- TEXT EXCERPT -
----

Gin Rummy MDP

A reinforcement learning model for Gin Rummy, trained via PPO self-play in pure JAX.

R42 is the latest checkpoint: a 4.58M parameter SimBa residual network trained for 1.4 billion environment steps against a mixed curriculum of opponents. The checkpoint is an 18 MB pickle file that runs on CPU with no GPU required.

Play it live: https://sleeping-frames-coalition-justin.trycloudflare.com

Source code: github.com/GoodStartLabs/gin-rummy-mdp (not required to use the model)

Quick Start (Python)
Card Encoding
Action Space
Game Flow
Observation Vector (342 dimensions)
Network Architecture
Checkpoint Format
Inference Step by Step
Legal Action Rules
Scoring Rules
PyTorch Reference Implementation
Available Checkpoints
Training Details

1. Quick Start (Python)

pip install jax flax huggingface_hub

from huggingface_hub import hf_hub_download
import pickle, jax.numpy as jnp

# Download the R42 final checkpoint (1.4B steps)
path = hf_hub_download(
    repo_id="GoodStartLabs/gin-rummy-mdp",
    filename="checkpoints/r42/stage1_final.pkl",
    repo_type="model",
)

# Load parameters
with open(path, "rb") as f:
    params = pickle.load(f)
p = params.get("params", params)

# p is a dict of weight arrays — see "Checkpoint Format" below
print(sorted(p.keys()))

----

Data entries
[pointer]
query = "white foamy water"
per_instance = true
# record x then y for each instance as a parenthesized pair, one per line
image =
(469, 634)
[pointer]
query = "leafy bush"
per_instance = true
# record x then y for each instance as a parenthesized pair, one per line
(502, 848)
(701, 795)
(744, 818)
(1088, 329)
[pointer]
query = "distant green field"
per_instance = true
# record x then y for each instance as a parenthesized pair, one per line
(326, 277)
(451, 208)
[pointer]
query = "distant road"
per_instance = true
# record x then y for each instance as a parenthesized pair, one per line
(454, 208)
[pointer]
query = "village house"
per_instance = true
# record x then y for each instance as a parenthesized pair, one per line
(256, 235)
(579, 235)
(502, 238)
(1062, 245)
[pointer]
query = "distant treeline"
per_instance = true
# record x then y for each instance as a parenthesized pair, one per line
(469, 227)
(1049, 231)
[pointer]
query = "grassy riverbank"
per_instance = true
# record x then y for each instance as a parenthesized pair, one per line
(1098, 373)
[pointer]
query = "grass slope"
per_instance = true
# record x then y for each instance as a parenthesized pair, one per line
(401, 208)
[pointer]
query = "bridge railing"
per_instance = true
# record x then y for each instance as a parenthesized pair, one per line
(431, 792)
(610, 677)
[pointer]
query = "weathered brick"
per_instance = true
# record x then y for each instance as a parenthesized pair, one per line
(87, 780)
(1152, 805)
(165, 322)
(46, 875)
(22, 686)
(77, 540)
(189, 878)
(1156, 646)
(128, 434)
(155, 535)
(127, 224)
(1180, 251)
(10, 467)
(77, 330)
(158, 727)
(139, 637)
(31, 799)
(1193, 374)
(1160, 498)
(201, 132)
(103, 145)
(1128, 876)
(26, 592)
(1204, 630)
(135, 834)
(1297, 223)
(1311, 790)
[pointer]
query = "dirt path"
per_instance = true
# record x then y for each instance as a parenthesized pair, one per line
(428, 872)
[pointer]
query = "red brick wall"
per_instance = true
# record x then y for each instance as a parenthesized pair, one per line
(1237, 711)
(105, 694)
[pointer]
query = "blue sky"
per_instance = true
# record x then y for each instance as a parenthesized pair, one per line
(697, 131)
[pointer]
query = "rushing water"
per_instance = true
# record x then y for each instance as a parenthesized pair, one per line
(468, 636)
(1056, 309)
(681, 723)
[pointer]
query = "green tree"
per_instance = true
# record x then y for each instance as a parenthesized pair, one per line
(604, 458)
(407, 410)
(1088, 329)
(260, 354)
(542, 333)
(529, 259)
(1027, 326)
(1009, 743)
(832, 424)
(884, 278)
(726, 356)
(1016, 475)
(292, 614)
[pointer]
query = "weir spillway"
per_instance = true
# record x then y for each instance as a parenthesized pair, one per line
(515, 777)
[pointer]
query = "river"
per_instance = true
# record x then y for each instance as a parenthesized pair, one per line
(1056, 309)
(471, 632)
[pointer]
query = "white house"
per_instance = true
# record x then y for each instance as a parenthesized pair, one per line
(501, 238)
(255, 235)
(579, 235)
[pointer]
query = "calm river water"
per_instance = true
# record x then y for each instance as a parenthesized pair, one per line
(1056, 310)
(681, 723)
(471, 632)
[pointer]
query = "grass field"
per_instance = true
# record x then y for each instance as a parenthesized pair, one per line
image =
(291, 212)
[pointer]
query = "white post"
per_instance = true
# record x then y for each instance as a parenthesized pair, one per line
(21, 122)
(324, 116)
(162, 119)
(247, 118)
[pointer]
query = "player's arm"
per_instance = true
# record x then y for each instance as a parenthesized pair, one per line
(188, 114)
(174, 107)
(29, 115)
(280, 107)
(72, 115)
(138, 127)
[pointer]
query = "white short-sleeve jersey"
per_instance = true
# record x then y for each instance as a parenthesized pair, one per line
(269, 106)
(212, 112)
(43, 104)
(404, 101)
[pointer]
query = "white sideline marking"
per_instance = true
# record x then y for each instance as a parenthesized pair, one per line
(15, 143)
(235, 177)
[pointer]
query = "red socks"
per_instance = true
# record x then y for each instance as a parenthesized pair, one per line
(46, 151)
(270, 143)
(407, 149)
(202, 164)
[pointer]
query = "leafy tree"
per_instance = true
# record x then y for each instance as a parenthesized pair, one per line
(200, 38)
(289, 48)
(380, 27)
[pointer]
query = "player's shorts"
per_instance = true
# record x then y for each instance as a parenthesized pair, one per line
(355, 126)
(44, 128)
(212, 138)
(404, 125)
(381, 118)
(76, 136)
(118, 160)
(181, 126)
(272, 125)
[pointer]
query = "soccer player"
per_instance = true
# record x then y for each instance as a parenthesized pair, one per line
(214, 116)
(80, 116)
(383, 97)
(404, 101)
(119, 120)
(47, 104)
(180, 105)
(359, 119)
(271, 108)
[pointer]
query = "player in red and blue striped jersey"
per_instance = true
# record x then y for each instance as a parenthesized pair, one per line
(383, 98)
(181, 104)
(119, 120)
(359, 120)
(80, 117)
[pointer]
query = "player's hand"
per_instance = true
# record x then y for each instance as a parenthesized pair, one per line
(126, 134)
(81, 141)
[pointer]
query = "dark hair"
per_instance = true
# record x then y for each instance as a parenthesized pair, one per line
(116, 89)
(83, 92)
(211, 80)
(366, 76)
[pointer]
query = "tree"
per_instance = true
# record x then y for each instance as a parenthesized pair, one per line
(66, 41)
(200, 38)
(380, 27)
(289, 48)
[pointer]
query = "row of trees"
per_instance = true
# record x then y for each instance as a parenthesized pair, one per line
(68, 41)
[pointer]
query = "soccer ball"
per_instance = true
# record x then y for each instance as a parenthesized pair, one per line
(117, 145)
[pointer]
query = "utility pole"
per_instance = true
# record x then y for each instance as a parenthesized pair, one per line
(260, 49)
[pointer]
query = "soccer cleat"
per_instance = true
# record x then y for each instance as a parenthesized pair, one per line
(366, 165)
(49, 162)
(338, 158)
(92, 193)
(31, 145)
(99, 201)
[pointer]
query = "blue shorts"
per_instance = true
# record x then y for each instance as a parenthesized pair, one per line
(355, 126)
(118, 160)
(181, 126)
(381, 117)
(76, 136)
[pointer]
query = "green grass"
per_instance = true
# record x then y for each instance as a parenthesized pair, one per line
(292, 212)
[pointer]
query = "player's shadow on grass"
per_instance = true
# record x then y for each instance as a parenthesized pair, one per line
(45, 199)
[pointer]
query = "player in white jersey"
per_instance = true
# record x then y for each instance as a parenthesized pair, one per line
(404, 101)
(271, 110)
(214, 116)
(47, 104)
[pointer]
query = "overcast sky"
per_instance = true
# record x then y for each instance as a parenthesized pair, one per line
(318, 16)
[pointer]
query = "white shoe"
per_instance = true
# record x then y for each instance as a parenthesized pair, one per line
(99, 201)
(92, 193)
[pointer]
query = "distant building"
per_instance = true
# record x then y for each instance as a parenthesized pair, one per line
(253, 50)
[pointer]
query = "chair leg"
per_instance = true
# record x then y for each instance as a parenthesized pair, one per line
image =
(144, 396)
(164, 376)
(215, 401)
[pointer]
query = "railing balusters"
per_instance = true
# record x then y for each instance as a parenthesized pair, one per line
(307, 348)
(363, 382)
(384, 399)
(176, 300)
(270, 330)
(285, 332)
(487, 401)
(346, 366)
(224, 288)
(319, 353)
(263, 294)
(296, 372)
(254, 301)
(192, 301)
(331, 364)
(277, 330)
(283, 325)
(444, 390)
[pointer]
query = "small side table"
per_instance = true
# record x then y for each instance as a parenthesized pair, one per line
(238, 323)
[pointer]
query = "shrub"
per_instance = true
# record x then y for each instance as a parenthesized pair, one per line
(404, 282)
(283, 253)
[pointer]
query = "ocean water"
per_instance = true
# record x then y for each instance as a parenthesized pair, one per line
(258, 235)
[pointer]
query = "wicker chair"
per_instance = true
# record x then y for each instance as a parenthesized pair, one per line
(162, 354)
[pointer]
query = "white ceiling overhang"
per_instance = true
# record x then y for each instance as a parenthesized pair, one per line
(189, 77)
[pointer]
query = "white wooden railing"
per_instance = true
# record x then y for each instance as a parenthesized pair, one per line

----

- CHALLENGE -
Write what comes next in the Gin Rummy MDP page, picking up right after its last line.

- RESPONSE -
# ['Dense_0', 'Dense_1', ..., 'LayerNorm_0', ..., 'opp_dw_pred', 'value_discard', 'value_draw', 'value_knock']

2. Card Encoding

Cards are integers 0 through 51.

suit = card // 13    (0=Spades, 1=Hearts, 2=Diamonds, 3=Clubs)
rank = card %  13    (0=Ace, 1=Two, 2=Three, ..., 9=Ten, 10=Jack, 11=Queen, 12=King)

Full Mapping

Card	Suit	Rank	Name
0	Spades	0	Ace of Spades
1	Spades	1	Two of Spades
2	Spades	2	Three of Spades
...	...	...	...
9	Spades	9	Ten of Spades
10	Spades	10	Jack of Spades
11	Spades	11	Queen of Spades
12	Spades	12	King of Spades
13	Hearts	0	Ace of Hearts
14	Hearts	1	Two of Hearts
...	...	...	...
25	Hearts	12	King of Hearts
26	Diamonds	0	Ace of Diamonds
...	...	...	...
38	Diamonds	12	King of Diamonds
39	Clubs	0	Ace of Clubs
...	...	...	...
51	Clubs	12	King of Clubs

Deadwood Values

Rank	Card	Deadwood Points
0	Ace	1
1	Two	2
2	Three	3
3	Four	4
4	Five	5
5	Six	6
6	Seven	7
7	Eight	8
8	Nine	9
9	Ten	10
10	Jack	10
11	Queen	10
12	King	10

Melds

Set (group): 3 or 4 cards of the same rank, any suits. Example: 5 of Spades (4), 5 of Hearts (17), 5 of Clubs (43).
Run (sequence): 3+ consecutive ranks in the same suit. Example: 3/4/5 of Diamonds (28, 29, 30). Aces are low only (A-2-3 is valid, Q-K-A is not).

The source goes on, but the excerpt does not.